-- Selected extract --
>>>>

Austin Corbett’s getting back on his feet

He’s done a lot of cardio and core work. He’s done several quarter squats with his body weight and moved up to half-squats. There are the days when he’s doing leg extensions with a mighty 15 pounds. But the act of putting an actual weight bar on his back and doing what he’s done for years seems like an achievement.

“I think sometimes it can be very challenging because things always come easily for some of them,” staff athletic trainer Katy Rogers said. “They’re skilled beyond the average person in most aspects. And so something so basic can sometimes be frustrating for an athlete.”

Rogers has gotten to know Corbett well over the last three months since the injury. The athletic training staff becomes family to these guys when they’re well, but when players are hurt, they take on even more duties. Part of it is a therapist, part of it is a teacher, and part of it becomes a cheerleader. Because when a football player is used to squatting hundreds of pounds, the little steps can seem sort of insignificant.

“You have to document and watch the entire progress to see, ‘OK, we went from 10 pounds to now we’re doing 100 pounds, right?'” Rogers said. “So you have to really highlight those big milestones, especially in long-term rehab because you’re with them from day to day to day. So then you can go back and say, ‘Remember when we were here?'”

<<<<

-- Requirement --
Reproduce word for word the part of the article on Austin Corbett's rehab that runs from "Austin Corbett’s getting" down to "like an achievement.". Work only from the article on Austin Corbett's rehab.

Saved entries:
>>>>

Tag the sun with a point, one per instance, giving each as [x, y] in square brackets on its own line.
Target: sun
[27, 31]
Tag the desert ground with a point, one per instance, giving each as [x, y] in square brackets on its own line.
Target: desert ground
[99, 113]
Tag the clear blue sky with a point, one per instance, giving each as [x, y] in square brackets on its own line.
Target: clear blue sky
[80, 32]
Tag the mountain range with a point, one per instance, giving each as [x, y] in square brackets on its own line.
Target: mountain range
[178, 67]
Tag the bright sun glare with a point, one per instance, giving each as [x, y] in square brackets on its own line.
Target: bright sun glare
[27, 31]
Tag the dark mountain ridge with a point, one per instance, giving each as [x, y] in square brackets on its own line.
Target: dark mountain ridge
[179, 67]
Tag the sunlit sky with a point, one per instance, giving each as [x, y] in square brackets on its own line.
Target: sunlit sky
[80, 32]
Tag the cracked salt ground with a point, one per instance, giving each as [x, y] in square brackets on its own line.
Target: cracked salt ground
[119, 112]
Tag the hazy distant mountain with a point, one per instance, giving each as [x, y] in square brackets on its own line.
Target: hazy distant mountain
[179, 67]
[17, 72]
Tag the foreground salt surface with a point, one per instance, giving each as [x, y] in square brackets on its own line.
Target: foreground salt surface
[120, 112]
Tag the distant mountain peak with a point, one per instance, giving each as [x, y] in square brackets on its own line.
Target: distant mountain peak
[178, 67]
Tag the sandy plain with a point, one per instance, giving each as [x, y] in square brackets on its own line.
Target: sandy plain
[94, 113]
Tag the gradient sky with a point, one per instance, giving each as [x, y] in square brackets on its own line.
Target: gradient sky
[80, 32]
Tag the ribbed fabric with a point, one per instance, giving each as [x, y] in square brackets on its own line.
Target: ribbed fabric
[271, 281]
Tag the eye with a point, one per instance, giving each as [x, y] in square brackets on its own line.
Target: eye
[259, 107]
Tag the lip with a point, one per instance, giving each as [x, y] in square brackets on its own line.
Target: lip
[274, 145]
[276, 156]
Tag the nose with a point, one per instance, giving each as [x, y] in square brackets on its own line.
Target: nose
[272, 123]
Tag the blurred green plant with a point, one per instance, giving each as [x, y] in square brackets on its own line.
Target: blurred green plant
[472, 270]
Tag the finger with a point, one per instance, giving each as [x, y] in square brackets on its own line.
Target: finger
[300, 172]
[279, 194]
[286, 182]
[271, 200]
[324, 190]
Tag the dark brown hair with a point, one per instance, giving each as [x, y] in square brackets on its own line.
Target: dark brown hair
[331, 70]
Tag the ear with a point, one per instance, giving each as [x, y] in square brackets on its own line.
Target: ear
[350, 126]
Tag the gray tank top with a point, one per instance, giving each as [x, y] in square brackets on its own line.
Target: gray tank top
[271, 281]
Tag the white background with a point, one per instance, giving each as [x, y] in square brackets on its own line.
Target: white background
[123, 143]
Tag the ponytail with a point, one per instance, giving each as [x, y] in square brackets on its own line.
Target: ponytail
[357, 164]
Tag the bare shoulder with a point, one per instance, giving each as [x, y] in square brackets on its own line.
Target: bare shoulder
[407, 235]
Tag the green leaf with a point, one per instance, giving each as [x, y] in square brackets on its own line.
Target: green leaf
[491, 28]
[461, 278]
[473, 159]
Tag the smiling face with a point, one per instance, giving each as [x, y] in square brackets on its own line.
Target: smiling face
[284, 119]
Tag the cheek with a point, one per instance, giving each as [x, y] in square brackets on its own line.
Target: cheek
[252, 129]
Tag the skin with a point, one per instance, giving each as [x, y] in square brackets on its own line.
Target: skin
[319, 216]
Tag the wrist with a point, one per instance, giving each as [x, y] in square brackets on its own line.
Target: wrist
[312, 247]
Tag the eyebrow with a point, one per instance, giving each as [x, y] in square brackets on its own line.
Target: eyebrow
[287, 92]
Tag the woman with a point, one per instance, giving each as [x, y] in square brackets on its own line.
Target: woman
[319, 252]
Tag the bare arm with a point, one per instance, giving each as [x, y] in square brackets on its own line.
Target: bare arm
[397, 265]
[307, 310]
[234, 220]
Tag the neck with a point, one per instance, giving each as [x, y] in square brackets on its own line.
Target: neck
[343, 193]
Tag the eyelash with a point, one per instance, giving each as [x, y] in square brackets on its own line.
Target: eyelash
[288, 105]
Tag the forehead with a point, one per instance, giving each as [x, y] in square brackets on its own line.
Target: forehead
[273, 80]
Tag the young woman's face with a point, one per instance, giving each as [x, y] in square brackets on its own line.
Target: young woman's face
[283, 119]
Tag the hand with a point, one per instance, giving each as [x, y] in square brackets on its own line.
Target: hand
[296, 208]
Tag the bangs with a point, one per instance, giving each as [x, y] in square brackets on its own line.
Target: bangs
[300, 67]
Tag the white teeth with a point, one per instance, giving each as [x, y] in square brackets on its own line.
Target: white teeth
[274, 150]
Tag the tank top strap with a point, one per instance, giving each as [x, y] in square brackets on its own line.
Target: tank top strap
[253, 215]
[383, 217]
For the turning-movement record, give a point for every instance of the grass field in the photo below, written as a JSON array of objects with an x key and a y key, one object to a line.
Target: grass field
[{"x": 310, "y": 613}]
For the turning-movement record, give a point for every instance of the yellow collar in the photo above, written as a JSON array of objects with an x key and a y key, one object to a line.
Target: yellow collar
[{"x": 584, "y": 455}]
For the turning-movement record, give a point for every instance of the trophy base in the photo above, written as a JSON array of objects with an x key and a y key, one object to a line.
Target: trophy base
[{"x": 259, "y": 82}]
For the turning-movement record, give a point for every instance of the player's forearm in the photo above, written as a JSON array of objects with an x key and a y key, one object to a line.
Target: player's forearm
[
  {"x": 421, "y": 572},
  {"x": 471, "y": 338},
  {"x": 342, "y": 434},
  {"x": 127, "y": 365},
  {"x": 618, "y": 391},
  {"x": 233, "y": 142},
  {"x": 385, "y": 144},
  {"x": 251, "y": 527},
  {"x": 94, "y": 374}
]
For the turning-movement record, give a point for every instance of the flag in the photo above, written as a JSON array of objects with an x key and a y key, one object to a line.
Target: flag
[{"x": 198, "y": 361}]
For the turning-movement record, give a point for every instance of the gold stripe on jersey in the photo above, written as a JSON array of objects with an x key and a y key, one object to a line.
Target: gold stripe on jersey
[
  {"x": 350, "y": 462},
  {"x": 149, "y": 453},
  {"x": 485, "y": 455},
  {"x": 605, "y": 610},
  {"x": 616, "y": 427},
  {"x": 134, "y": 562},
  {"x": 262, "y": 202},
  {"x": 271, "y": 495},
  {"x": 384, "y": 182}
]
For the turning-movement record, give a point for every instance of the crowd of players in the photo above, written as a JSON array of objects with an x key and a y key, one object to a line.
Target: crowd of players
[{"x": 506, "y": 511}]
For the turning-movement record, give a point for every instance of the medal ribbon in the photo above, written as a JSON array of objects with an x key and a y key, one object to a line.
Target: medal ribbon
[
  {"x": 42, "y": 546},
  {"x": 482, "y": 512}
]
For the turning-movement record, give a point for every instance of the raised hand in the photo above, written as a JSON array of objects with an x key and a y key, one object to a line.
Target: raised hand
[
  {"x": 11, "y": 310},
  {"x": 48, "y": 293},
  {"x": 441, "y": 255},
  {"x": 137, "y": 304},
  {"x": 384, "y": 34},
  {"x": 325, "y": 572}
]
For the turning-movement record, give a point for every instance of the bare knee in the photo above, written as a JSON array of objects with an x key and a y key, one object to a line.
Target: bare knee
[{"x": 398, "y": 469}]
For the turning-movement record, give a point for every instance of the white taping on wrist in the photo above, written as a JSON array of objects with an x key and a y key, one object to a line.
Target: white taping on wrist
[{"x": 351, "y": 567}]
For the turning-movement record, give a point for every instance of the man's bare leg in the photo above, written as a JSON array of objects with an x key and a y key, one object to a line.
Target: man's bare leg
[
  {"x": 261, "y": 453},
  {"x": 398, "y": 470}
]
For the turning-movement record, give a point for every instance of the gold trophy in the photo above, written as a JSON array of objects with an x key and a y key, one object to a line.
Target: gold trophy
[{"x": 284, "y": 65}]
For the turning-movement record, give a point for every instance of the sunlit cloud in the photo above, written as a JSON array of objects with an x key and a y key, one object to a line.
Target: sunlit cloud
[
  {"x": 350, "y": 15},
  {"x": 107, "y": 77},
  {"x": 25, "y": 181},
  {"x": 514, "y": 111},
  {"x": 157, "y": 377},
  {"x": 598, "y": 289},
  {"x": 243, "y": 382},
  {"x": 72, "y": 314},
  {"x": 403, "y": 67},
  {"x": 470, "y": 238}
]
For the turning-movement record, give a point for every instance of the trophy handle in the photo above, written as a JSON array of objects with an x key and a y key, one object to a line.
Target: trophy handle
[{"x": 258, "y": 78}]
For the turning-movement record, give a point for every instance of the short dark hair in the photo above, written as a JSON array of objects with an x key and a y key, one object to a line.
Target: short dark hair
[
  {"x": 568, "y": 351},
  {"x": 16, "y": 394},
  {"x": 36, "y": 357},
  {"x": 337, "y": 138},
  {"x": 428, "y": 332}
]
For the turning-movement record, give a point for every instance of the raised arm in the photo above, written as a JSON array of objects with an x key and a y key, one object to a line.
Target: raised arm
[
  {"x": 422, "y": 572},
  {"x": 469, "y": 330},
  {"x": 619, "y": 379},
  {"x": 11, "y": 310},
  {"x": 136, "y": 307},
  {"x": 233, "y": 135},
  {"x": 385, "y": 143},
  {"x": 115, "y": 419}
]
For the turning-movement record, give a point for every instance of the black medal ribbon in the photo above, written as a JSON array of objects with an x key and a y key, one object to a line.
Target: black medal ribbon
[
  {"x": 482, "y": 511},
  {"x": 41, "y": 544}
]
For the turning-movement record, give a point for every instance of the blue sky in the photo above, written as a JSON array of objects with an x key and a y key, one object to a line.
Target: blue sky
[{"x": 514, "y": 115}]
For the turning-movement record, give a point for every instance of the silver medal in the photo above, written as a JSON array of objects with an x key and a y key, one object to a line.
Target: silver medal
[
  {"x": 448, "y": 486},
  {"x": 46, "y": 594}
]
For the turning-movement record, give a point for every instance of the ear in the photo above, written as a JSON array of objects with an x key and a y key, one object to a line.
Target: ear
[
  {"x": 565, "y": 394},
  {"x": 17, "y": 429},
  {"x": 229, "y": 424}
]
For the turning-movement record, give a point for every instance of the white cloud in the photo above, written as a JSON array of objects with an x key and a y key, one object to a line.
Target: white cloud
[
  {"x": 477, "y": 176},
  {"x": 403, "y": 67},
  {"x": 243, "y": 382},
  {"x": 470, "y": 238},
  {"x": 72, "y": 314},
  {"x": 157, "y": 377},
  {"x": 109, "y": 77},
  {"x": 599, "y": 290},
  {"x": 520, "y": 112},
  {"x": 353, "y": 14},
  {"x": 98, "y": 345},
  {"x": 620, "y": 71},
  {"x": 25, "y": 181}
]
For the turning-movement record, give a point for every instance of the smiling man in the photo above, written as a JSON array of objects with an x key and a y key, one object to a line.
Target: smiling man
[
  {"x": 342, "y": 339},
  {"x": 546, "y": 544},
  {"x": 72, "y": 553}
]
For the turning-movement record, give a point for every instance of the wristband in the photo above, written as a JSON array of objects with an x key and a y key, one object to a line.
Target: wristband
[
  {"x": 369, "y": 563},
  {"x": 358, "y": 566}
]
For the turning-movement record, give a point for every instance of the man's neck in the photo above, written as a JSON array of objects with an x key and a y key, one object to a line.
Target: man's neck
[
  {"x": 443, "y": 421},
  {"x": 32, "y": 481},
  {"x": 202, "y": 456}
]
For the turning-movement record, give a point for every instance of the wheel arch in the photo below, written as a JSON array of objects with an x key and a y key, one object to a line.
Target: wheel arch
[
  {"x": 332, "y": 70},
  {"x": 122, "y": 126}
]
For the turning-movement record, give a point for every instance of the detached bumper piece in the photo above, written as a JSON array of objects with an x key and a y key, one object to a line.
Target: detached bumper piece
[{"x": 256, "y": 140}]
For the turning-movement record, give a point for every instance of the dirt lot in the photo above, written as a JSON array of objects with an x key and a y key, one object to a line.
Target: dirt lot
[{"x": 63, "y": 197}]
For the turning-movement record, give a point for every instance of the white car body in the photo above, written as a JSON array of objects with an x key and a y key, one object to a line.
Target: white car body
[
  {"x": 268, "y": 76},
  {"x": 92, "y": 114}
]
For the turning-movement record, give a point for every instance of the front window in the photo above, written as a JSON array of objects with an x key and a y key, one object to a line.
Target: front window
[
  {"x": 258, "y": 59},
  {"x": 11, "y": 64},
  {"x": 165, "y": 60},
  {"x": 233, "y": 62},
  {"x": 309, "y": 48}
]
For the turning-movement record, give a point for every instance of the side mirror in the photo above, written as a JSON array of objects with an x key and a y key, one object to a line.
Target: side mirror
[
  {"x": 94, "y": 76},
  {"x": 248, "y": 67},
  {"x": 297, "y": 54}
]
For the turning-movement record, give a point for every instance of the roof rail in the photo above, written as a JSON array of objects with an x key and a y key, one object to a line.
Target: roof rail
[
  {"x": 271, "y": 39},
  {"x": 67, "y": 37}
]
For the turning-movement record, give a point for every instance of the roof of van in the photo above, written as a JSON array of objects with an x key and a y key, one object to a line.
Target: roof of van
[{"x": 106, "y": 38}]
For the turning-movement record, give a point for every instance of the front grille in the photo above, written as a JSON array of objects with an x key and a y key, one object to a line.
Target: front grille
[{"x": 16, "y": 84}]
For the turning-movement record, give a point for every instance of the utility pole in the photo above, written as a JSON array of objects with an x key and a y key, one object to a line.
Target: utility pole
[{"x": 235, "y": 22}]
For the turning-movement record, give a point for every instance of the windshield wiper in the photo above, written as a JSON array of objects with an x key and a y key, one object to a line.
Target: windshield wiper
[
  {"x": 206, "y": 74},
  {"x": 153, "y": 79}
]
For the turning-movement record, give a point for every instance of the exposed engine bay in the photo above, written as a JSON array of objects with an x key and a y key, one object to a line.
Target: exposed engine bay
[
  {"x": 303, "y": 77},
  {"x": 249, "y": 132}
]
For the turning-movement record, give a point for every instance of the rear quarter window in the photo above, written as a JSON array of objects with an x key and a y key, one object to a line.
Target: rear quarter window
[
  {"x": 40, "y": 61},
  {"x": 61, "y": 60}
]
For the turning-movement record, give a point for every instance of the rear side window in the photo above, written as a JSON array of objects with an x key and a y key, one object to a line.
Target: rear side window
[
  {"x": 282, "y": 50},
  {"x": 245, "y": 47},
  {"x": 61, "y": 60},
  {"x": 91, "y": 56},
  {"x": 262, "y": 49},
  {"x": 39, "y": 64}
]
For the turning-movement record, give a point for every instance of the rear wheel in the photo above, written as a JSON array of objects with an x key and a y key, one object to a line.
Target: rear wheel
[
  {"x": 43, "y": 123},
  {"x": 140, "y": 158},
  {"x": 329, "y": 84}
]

<<<<

-- Final answer --
Austin Corbett’s getting back on his feet

He’s done a lot of cardio and core work. He’s done several quarter squats with his body weight and moved up to half-squats. There are the days when he’s doing leg extensions with a mighty 15 pounds. But the act of putting an actual weight bar on his back and doing what he’s done for years seems like an achievement.